▸ **Tarefas**:
A – Redigite o trecho selecionado, tudo desde "Como se ali, e" até "Assistir: Amazon Prime.", sem alterar nada.
B – Enumere as chagas sociais que o trecho selecionado cita logo após afirmar que os traumas são "muito mais pesados e enraizados".

▸ **Trecho selecionado**:
+++++
Na verdade, a violência aqui é
muito mais social. Os personagens não estão “quebrados” porque perderam alguém.
Os traumas são muito mais pesados e enraizados. Temos guerra, tráfico humano,
exploração sexual infantil, violência doméstica, corrupção... Sem a intenção de
dar respostas vazias sobre as chagas sociais citadas acima, Ramsey “brinca” de
fazer cinema ao, quase sempre em ‘insights’ visuais
angustiantes, estabelecer a dor dos seus personagens. A realidade, aqui, é
impiedosa e não escolhe idade. Logo cedo Joe, o mercenário, e Nina, a
resgatada, se acostumaram a enxergar o pior do ser humano. Unidos pelos seus
traumas, os dois criam um laço quase que instantâneo aos olhos do público, o
que só impulsiona o senso de urgência da trama. Um predicado, obviamente,
valorizado pela soberba performance de Joaquin Phoenix, que, num dos melhores
trabalhos da sua carreira, cria um anti-herói recheado de nuances sentimentais.
Um homem ora amoroso, ora frio. Ora hostil, ora piedoso. Ora instável, ora
obstinado. Uma figura no limite da razão que, graças a complexidade narrativa
de Ramsey, protagoniza algumas das sequências mais poderosas dos últimos anos. Uma
cena deste filme, em especial, é de uma beleza improvável e desconcertante.
Como se ali, e só ali, pudéssemos realmente enxergar a índole do homem
escondido em sua claustrofóbica casca. Impressiona, aliás, a capacidade da
diretora de, em meio a crueza das sequências mais agressivas, nos brindar com
alguns planos íntimos de rara sensibilidade, conseguindo investigar o estado de
espírito dos seus combalidos personagens com extrema profundidade e inegável
perícia visual. No fim, porém, a pergunta persiste. Como sobreviver a brutalidade
presente no nosso dia a dia...
Onde Assistir: Amazon Prime.
- Desobediência (2018)
+++++
▸ **Dados registrados**:
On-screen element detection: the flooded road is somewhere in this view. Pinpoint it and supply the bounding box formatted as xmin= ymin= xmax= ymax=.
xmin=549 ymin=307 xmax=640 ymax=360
+++++
▸ **Respostas das tarefas**:
A –
Como se ali, e só ali, pudéssemos realmente enxergar a índole do homem
escondido em sua claustrofóbica casca. Impressiona, aliás, a capacidade da
diretora de, em meio a crueza das sequências mais agressivas, nos brindar com
alguns planos íntimos de rara sensibilidade, conseguindo investigar o estado de
espírito dos seus combalidos personagens com extrema profundidade e inegável
perícia visual. No fim, porém, a pergunta persiste. Como sobreviver a brutalidade
presente no nosso dia a dia...
Onde Assistir: Amazon Prime.

B –
- guerra
- tráfico humano
- exploração sexual infantil
- violência doméstica
- corrupção